* Work to complete: Hand back, word for word, the lines from the one containing "like [157, 81]." to the end of the records, both included, and leave out pictures.

┌──

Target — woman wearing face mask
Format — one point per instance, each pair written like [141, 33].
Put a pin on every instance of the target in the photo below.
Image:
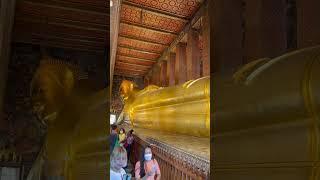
[122, 136]
[147, 168]
[118, 160]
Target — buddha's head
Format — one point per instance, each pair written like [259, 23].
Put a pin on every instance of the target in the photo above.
[126, 89]
[51, 86]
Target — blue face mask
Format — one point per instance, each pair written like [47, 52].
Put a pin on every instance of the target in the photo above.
[147, 157]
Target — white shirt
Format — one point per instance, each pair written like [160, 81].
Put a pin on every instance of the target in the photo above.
[117, 175]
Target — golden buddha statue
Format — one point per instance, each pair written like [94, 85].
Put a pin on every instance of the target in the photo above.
[182, 109]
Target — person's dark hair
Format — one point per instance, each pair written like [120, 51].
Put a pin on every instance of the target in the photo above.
[113, 127]
[142, 170]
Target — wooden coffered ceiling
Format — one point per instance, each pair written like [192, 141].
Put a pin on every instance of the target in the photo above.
[81, 25]
[147, 29]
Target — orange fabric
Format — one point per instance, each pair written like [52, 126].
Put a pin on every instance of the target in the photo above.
[152, 168]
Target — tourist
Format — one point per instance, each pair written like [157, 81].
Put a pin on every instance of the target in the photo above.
[118, 160]
[122, 136]
[147, 168]
[129, 142]
[113, 137]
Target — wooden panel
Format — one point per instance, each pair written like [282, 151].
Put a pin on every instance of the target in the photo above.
[42, 10]
[183, 8]
[55, 29]
[134, 61]
[150, 19]
[132, 66]
[141, 45]
[146, 34]
[98, 6]
[128, 71]
[137, 54]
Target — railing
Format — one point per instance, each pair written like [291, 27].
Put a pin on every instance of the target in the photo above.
[174, 163]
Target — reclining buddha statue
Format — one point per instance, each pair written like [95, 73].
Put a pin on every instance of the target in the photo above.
[182, 109]
[74, 146]
[266, 119]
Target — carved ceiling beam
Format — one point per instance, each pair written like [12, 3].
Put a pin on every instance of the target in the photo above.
[154, 10]
[114, 31]
[181, 35]
[148, 27]
[138, 39]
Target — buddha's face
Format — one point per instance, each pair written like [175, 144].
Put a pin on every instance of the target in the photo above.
[50, 89]
[126, 88]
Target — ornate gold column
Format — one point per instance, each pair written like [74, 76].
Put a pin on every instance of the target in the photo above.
[181, 61]
[7, 11]
[171, 69]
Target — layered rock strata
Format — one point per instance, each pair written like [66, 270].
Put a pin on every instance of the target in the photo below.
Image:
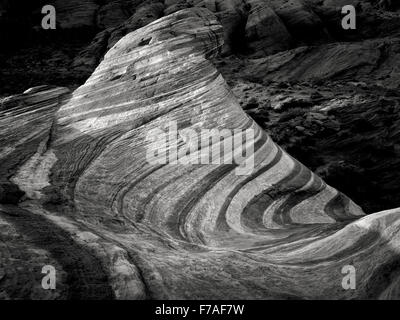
[174, 230]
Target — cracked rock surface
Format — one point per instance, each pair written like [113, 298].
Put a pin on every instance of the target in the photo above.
[87, 201]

└──

* Exercise solution:
Format — one point per instance, each pair written like [157, 81].
Put a pin on every instance of the target in the photo above.
[118, 160]
[122, 136]
[147, 168]
[129, 142]
[113, 137]
Target — wooden panel
Format — one point per instance, each pair written like [282, 151].
Put a pin on every instance of the target in the photo above.
[42, 10]
[183, 8]
[55, 29]
[134, 61]
[150, 19]
[132, 66]
[141, 45]
[146, 34]
[98, 6]
[128, 71]
[137, 54]
Target — railing
Format — one point per instance, each pair written like [291, 27].
Put a pin on every instance of the target in the photo above.
[174, 163]
Target — reclining buddha statue
Format — one point per instance, each pair written like [95, 73].
Put a pin on every instance of the target in the photo above.
[182, 109]
[74, 146]
[266, 119]
Target — carved ceiling beam
Format — one point per instance, each pair written like [12, 3].
Put a pin on every instance of the target in the photo above.
[154, 10]
[114, 31]
[181, 35]
[148, 27]
[138, 39]
Target — buddha's face
Format — one point per instance, each pair written like [175, 144].
Put a pin on every instance of the target in the photo above.
[50, 89]
[126, 88]
Target — ornate gold column
Format — one point per instance, each pair written like [74, 76].
Put a pin on every instance of the target in the photo above.
[181, 61]
[7, 11]
[171, 69]
Target — layered rock strata
Format — one point per instance, each pair written like [66, 270].
Put a pin on every instance of the target in the photo below.
Image:
[174, 230]
Target — cracked rock surface
Format — one point per instance, each pair written like [113, 298].
Put a pin on every instance of the target in the photo above.
[87, 201]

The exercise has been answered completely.